La pandemia ha preso a farsi sentire. Non l’emergenza sanitaria, che ahimè conosciamo; bensì l’impatto che il lavoro da remoto sta avendo sullo sviluppo dei videogiochi. L’ho accennato nella newsletter di domenica scorsa commentando il Nintendo Direct: persino creare un trailer è complesso quando le persone coinvolte non sono fisicamente presenti; figuriamoci un gioco intero o un’espansione.
Questa settimana, da questo punto di vista, è stata lampante: Vampire: The Masquerade – Bloodlines 2 è stato rinviato a data da destinarsi (sebbene per problemi più estesi della sola pandemia, cioè probabilmente legati a uno sviluppo che già era travagliato); Gran Turismo 7 non arriverà quest’anno e anche la prossima espansione di Destiny 2 è stata rimandata al 2022. Questi ritardi si aggiungono a quelli precedentemente annunciati: anche Il Signore degli Anelli: Gollum e Hogwarts Legacy sono ora previsti per il 2022. E siamo soltanto a febbraio.
La situazione pandemica sta causando una profonda crisi dei chip e ciò sta influenzando la disponibilità delle nuove console, delle nuove schede grafiche e persino delle auto, sempre più informatizzate (e quindi bisognose di chip normalmente integrati nei computer). Altrettanto, sta impattando il lavoro degli sviluppatori: e aspettiamoci presto ulteriori ritardi.
La difficoltà a programmare le uscite sta spingendo le società a fare pochi annunci per la seconda parte dell’anno. Certo, è molto probabile che vedremo il nuovo episodio di FIFA e il nuovo Call of Duty; ma per gli altri progetti non annualizzati (per esempio Horizon Forbidden West e God of War, per ora previsti ancora per il 2021) è difficile essere altrettanto certi.
Lo scorso anno, il debutto di Cyberpunk 2077 – progetto già di per sé complesso per tante ragioni, alcune delle quali le ho descritte nella newsletter del 24 gennaio – ha reso evidenti le difficoltà della gestione del controllo qualità, durante cui i tester provano varie porzioni del gioco per verificare la presenza di bug. Sicuramente realizzare a dovere un gioco a mondo aperto come Cyberpunk 2077 – e con le ambizioni che aveva promesso – è una sfida maggiore rispetto ad altri generi; ma resta il fatto che il lavoro da remoto sta complicando la produzione dei videogiochi, già di per sé sensibile a momenti di crisi: perché è complesso rispettare le tempistiche; perché basta un baco improvviso per ritardare l’introduzione dei contenuti previsti; perché gli azionisti fanno pressione affinché le società realizzino giochi a un ritmo spesso non sostenibile.
--------------------------------
### COMPITO DA SVOLGERE
Elenca tutti i giochi e le espansioni che il testo sui ritardi nello sviluppo dei videogiochi indica come rinviati.

### DATI ESTRATTI
--------------------------------
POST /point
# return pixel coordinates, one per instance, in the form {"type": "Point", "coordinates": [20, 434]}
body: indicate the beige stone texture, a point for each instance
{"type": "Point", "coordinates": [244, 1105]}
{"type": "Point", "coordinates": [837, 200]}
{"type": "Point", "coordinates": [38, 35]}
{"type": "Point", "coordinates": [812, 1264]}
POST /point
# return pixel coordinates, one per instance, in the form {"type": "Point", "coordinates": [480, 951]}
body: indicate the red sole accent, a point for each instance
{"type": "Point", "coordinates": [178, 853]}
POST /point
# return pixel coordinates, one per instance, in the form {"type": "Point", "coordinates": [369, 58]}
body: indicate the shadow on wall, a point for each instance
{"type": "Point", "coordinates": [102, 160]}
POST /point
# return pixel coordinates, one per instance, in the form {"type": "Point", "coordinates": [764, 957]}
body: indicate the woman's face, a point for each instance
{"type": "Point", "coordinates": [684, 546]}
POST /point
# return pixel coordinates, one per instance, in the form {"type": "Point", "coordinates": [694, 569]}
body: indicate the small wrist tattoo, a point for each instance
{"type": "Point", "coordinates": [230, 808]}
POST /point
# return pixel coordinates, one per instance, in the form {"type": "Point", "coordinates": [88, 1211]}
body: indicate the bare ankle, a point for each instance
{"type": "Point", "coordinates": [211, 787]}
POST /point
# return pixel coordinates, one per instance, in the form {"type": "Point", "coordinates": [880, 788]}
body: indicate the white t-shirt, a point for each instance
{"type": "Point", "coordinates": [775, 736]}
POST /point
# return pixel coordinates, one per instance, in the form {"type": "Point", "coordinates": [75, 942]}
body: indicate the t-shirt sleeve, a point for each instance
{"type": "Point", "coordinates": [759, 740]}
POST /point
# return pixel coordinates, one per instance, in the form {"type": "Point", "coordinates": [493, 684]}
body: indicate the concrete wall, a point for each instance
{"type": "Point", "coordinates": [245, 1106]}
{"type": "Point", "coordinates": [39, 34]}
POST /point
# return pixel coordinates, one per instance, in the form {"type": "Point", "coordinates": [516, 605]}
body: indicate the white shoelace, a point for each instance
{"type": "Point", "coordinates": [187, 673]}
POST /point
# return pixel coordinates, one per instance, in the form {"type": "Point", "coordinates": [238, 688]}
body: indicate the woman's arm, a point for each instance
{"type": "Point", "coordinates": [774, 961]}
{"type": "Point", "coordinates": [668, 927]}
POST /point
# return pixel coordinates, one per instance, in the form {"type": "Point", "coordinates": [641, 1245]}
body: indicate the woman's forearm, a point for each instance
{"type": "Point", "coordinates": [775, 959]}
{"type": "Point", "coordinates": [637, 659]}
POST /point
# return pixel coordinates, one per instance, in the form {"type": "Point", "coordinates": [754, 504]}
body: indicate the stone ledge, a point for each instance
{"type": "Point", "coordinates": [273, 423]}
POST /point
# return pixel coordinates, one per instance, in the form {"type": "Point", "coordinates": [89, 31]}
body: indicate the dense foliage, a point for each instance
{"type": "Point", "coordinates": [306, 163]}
--------------------------------
### RISPOSTA ATTESA
- Vampire: The Masquerade – Bloodlines 2
- Gran Turismo 7
- la prossima espansione di Destiny 2
- Il Signore degli Anelli: Gollum
- Hogwarts Legacy